>> Start QUOTED TEXT

I find myself in an unusual situation regarding these amendments because I am not in complete agreement with my noble friend Lord Goodhart. On major issues in secondary legislation, I agree that one should as a general principle proceed by affirmative resolution. However, this is a very particular situation. One of the main arguments for going for an affirmative as opposed to negative resolution is to give Parliament time to think and to debate the issues. We have been thinking about and debating this issue for much longer this week than we ever would if we were simply considering secondary legislation introduced under the affirmative resolution procedure. Therefore, in the narrow case of Northern Rock, is there any advantage to Parliament, or to any of us as individuals, in having a debate on an affirmative resolution, which we could not amend, as opposed to the debates that we have been having this week? Is there or is there not an advantage for Northern Rock and for broader stability in resolving this matter very speedily indeed?
In this case, on balance and somewhat reluctantly, I accept the argument that a negative resolution which enables us to get to the end-point on Northern Rock at the earliest possible moment is desirable. Heaven knows, most of those who have spoken have said that one of the major arguments against the Government’s handling of the case has been their dilatoriness rather than their moving too swiftly.

>> End QUOTED TEXT
>> Start GIVEN DATA

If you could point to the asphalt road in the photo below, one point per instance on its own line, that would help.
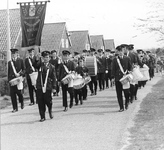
(95, 125)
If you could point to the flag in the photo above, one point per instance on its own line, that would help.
(32, 21)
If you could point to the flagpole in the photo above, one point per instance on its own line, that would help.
(8, 34)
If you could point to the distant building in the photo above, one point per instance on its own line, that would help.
(55, 36)
(109, 44)
(97, 42)
(80, 40)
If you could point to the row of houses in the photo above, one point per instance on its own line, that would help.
(54, 36)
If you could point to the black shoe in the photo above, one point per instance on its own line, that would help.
(121, 110)
(15, 110)
(50, 114)
(22, 105)
(42, 119)
(65, 109)
(81, 102)
(31, 104)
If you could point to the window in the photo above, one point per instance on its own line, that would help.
(102, 47)
(87, 47)
(62, 42)
(2, 56)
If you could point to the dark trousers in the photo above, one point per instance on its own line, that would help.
(70, 90)
(119, 90)
(93, 82)
(101, 79)
(84, 92)
(43, 100)
(135, 90)
(132, 90)
(78, 95)
(14, 92)
(31, 90)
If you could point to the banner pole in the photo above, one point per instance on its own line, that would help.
(8, 34)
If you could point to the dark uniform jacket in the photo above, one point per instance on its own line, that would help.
(116, 71)
(101, 64)
(62, 72)
(19, 66)
(56, 64)
(28, 66)
(109, 62)
(51, 80)
(81, 70)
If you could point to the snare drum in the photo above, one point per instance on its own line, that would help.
(87, 79)
(16, 81)
(91, 64)
(33, 77)
(78, 83)
(67, 79)
(125, 79)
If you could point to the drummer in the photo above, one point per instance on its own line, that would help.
(66, 68)
(117, 74)
(46, 84)
(93, 77)
(30, 65)
(15, 69)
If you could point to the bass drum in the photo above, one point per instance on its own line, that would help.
(91, 64)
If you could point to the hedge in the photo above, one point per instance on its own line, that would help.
(4, 86)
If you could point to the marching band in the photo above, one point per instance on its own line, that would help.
(47, 73)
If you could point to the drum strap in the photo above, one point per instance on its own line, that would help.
(31, 64)
(45, 83)
(122, 70)
(66, 69)
(12, 64)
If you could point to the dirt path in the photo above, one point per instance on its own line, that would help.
(147, 132)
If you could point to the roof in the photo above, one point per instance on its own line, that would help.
(51, 35)
(14, 27)
(109, 44)
(79, 39)
(97, 41)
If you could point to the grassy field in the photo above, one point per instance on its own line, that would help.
(148, 131)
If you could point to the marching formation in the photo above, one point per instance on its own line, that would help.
(75, 75)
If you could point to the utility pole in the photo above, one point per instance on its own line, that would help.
(8, 34)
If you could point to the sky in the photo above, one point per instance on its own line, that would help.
(114, 19)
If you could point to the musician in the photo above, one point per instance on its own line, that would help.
(102, 69)
(66, 68)
(55, 61)
(118, 73)
(108, 72)
(15, 69)
(136, 62)
(133, 60)
(46, 84)
(84, 53)
(93, 77)
(30, 65)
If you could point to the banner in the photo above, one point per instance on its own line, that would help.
(32, 22)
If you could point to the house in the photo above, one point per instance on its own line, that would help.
(97, 42)
(80, 40)
(55, 36)
(109, 44)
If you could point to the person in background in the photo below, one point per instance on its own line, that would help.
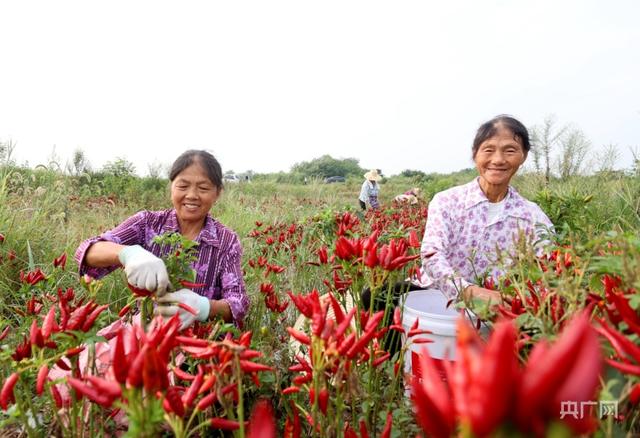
(196, 184)
(409, 197)
(469, 225)
(369, 191)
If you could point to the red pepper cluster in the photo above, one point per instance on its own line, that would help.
(624, 324)
(485, 388)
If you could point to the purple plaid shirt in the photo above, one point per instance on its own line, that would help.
(218, 252)
(460, 242)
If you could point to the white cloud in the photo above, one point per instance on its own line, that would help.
(267, 84)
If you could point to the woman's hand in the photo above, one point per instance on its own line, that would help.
(491, 296)
(144, 270)
(189, 306)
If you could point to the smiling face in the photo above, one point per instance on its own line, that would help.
(193, 194)
(497, 160)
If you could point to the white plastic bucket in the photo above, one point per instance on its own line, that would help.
(430, 308)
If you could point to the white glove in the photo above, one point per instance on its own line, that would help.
(168, 305)
(144, 270)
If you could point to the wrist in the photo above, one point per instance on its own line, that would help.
(204, 309)
(126, 252)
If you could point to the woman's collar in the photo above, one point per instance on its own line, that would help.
(208, 234)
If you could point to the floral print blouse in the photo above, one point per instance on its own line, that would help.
(462, 244)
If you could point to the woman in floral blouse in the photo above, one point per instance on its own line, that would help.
(468, 226)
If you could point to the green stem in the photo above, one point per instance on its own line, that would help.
(240, 395)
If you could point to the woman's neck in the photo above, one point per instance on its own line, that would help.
(494, 193)
(190, 230)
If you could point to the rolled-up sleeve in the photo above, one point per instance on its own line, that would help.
(436, 268)
(233, 289)
(129, 232)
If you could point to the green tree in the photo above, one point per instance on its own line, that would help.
(120, 167)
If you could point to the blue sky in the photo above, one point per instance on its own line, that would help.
(266, 84)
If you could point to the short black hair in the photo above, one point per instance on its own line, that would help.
(490, 128)
(206, 160)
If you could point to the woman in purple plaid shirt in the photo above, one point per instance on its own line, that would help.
(196, 184)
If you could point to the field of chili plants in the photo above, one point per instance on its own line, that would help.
(562, 357)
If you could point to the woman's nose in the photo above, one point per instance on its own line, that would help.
(192, 192)
(498, 157)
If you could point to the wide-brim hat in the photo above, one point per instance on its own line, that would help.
(373, 175)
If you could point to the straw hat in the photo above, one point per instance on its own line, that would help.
(372, 175)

>> End GIVEN DATA

> _TASK LIST_:
a - In the Northern Rock speech, with whom is the speaker not in complete agreement?
b - Do these statements agree with the Northern Rock speech? Answer yes or no for each, quoting the words that decide it.
(i) The speaker agrees that major issues in secondary legislation should, as a general principle, proceed by affirmative resolution.
(ii) Most of those who spoke faulted the Government for moving too swiftly on the case.
(iii) A debate on an affirmative resolution would allow Parliament to amend it.
The listing has no connection to the Northern Rock speech.

> _COMPLETE ANSWERS_:
a - Lord Goodhart, the speaker's noble friend.

b -
(i) Yes: "On major issues in secondary legislation, I agree that one should as a general principle proceed by affirmative resolution."
(ii) No: "one of the major arguments against the Government’s handling of the case has been their dilatoriness rather than their moving too swiftly."
(iii) No: "a debate on an affirmative resolution, which we could not amend"